DIRECTIONS FOR THIS TASK:
How many lines of the material below contain the string "window"? Treat case as significant, and reply with the number only.

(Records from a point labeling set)
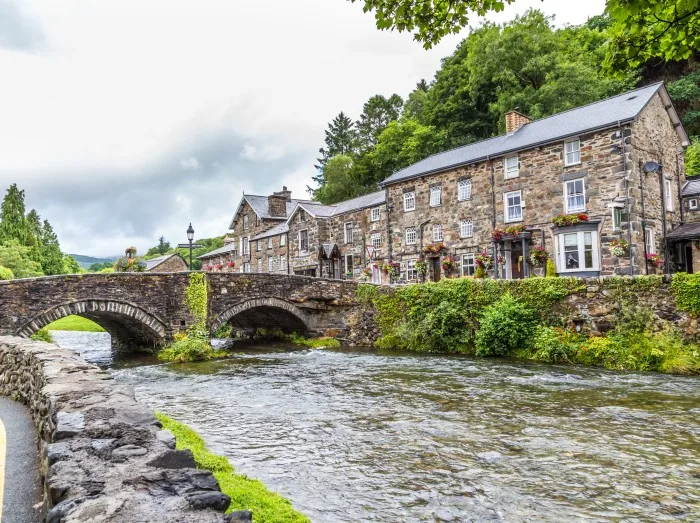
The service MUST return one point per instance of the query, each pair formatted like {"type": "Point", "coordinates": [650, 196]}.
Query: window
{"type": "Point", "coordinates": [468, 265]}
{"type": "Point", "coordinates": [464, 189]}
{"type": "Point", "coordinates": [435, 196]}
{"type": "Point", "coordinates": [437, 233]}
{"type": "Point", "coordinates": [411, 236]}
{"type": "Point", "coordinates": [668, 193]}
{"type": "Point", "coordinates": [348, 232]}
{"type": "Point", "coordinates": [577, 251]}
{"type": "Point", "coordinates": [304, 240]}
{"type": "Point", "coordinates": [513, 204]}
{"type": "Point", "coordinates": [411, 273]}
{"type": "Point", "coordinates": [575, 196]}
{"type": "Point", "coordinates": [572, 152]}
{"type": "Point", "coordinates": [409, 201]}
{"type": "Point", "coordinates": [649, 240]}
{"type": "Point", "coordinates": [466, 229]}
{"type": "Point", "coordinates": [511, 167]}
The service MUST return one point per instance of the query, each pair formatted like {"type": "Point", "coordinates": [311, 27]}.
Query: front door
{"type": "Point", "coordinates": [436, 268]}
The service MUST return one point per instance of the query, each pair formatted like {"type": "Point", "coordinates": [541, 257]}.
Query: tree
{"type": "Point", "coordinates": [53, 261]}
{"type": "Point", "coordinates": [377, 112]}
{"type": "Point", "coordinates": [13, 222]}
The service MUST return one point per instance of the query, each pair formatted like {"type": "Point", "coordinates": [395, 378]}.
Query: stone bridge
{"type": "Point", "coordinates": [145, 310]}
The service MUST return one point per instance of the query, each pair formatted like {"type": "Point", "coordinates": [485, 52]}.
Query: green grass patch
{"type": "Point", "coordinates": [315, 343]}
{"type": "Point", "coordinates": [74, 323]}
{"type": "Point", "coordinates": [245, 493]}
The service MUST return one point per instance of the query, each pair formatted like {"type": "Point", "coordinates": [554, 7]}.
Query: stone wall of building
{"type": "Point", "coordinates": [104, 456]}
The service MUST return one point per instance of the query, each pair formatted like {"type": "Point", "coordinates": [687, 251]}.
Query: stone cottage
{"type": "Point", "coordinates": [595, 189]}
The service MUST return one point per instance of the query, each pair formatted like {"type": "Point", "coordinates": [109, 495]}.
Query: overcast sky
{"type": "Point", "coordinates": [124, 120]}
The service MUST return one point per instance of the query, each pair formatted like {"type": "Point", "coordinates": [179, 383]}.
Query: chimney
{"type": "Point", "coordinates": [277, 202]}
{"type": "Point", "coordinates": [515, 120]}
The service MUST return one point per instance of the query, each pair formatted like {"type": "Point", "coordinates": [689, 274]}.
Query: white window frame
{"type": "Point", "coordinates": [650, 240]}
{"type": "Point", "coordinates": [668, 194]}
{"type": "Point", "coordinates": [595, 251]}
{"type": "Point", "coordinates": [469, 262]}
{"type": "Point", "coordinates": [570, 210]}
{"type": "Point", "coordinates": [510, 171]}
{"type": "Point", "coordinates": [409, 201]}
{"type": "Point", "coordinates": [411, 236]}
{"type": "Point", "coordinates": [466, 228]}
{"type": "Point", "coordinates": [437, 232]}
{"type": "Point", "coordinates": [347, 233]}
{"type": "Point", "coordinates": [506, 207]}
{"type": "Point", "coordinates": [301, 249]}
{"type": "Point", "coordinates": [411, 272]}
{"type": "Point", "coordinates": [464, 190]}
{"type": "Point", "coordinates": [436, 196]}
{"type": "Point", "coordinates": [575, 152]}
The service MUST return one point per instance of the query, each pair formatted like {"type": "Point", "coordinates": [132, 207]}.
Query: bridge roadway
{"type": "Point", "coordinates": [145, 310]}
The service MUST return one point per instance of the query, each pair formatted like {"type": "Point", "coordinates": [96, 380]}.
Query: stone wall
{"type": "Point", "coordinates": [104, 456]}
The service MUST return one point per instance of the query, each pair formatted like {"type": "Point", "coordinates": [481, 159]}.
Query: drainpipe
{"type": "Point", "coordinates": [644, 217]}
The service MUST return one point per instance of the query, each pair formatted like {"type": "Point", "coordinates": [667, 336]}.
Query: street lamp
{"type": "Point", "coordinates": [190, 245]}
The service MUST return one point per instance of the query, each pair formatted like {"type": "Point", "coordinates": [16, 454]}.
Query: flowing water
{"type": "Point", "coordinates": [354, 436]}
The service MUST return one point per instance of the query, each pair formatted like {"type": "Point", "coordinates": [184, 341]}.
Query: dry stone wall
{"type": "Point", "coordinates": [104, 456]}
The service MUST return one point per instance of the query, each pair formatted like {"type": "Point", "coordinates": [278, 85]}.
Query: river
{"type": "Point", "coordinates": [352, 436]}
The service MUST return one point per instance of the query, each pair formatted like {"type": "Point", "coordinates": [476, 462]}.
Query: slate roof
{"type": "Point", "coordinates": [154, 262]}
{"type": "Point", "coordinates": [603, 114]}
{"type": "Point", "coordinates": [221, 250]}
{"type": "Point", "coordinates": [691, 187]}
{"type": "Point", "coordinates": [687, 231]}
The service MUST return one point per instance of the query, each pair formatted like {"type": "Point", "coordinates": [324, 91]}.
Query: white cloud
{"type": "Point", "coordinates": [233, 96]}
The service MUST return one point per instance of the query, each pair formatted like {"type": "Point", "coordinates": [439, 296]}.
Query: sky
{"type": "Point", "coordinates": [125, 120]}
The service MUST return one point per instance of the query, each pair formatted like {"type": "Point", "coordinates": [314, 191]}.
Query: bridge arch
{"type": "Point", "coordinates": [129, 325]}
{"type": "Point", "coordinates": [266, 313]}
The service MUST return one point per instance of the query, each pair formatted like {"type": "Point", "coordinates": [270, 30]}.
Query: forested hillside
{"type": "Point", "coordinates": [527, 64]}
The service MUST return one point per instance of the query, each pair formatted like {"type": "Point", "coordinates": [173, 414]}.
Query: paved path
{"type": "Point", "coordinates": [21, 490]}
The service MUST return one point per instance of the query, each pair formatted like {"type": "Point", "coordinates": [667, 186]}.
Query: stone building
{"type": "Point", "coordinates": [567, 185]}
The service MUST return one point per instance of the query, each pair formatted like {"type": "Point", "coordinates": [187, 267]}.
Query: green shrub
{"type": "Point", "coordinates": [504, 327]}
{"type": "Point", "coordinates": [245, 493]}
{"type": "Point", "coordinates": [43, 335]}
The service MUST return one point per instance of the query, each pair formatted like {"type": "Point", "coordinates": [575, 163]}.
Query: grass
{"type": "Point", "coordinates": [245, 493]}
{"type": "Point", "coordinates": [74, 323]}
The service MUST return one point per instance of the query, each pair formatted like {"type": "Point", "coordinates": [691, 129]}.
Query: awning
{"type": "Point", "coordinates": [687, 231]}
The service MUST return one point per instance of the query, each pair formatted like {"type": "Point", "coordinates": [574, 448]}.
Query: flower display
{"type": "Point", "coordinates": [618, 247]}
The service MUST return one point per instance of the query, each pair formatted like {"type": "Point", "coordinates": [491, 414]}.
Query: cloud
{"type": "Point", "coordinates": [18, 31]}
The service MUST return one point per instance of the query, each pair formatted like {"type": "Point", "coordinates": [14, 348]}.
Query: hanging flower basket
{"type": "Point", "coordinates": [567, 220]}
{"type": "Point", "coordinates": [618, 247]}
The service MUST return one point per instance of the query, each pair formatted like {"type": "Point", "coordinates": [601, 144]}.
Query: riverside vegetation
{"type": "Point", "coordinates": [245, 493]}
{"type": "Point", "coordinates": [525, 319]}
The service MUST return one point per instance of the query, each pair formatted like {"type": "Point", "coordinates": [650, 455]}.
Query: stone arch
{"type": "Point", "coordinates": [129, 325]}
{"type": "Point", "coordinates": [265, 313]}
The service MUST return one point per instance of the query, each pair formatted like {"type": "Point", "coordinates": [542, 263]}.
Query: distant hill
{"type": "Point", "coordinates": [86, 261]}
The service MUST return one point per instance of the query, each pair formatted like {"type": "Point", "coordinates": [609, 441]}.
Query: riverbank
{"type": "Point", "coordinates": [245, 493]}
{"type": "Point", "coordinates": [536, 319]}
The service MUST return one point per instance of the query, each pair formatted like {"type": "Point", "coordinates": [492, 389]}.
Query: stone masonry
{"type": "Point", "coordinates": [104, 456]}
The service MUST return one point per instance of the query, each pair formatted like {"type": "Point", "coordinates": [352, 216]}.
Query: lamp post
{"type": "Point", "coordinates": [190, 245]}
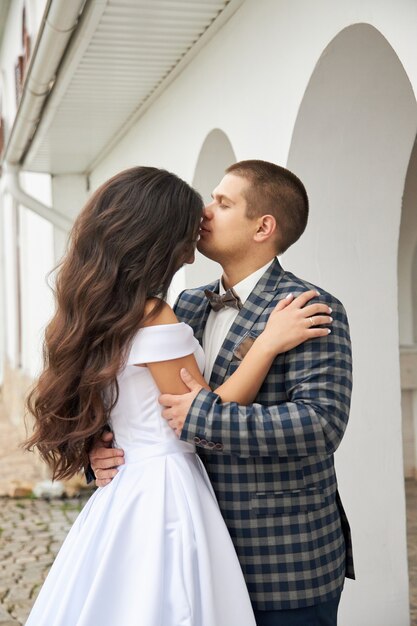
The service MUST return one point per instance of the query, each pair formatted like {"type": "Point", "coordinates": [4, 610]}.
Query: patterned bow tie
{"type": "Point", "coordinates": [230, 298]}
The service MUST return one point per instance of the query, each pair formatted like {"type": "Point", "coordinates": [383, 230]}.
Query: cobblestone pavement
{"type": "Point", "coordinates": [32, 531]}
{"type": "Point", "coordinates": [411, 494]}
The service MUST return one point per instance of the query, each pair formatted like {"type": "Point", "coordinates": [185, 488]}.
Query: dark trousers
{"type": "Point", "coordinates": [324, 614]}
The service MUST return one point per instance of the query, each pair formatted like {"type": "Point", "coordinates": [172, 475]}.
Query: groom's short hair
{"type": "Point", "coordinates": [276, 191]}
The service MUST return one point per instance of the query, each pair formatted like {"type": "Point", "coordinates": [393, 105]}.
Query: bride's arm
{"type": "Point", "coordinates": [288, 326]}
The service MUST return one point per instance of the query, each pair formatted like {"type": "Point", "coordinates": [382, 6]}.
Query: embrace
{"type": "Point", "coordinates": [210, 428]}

==

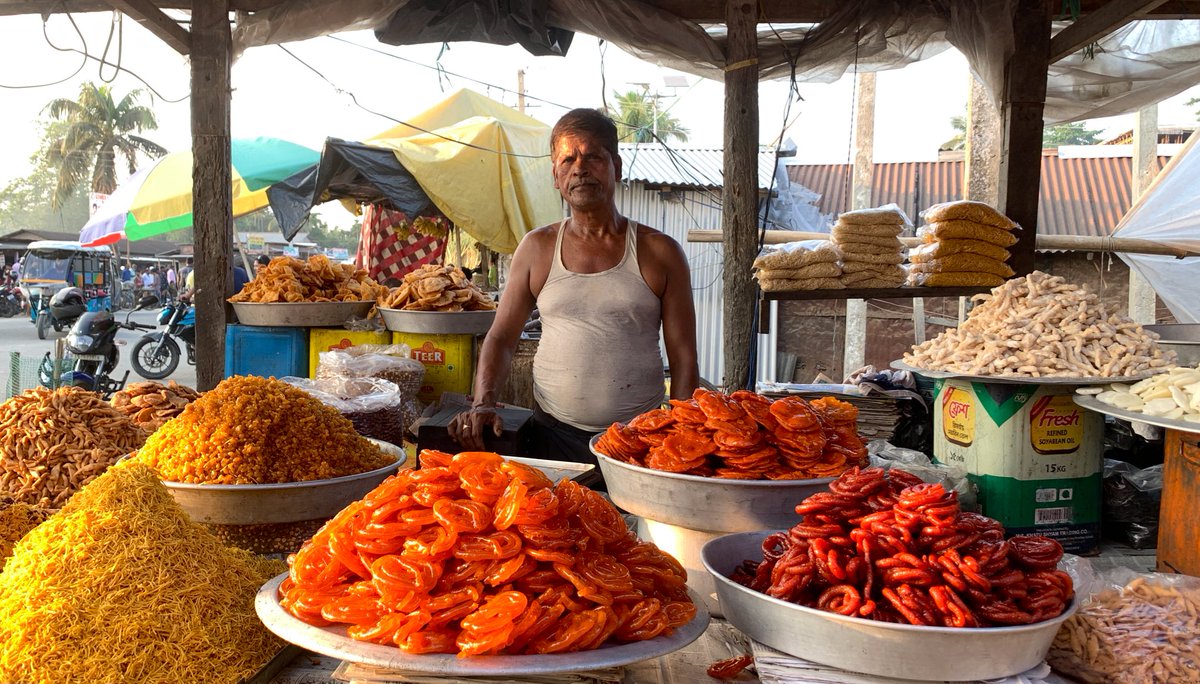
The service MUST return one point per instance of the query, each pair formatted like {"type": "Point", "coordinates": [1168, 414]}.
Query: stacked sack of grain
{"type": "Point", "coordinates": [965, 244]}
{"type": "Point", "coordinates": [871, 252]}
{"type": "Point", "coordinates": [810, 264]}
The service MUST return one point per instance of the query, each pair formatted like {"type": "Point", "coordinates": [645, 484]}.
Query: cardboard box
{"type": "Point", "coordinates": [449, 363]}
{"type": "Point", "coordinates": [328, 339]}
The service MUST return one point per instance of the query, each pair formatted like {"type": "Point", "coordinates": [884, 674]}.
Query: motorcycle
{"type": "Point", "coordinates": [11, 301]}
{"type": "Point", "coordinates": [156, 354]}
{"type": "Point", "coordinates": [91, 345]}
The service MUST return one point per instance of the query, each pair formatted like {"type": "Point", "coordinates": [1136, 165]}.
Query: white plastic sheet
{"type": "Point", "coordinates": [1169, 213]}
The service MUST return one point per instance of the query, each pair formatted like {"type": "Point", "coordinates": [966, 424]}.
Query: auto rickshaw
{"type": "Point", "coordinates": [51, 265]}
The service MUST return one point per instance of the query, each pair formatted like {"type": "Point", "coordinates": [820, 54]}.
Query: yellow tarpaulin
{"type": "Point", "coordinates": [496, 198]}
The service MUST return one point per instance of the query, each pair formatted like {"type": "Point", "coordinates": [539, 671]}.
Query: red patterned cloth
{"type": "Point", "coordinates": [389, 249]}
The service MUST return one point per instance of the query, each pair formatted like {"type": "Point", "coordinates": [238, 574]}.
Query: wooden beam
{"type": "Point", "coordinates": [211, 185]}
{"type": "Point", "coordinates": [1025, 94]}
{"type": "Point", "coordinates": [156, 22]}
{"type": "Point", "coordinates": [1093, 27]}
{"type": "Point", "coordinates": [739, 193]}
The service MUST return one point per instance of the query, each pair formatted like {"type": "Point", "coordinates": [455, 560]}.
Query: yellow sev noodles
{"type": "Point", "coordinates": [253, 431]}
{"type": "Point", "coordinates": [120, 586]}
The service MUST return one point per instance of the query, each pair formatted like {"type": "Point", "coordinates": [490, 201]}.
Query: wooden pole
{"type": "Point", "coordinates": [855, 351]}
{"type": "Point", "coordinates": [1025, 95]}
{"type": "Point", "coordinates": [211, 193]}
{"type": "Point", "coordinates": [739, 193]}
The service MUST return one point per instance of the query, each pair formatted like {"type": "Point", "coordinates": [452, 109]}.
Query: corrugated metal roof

OUTPUT FOR THIS TASK:
2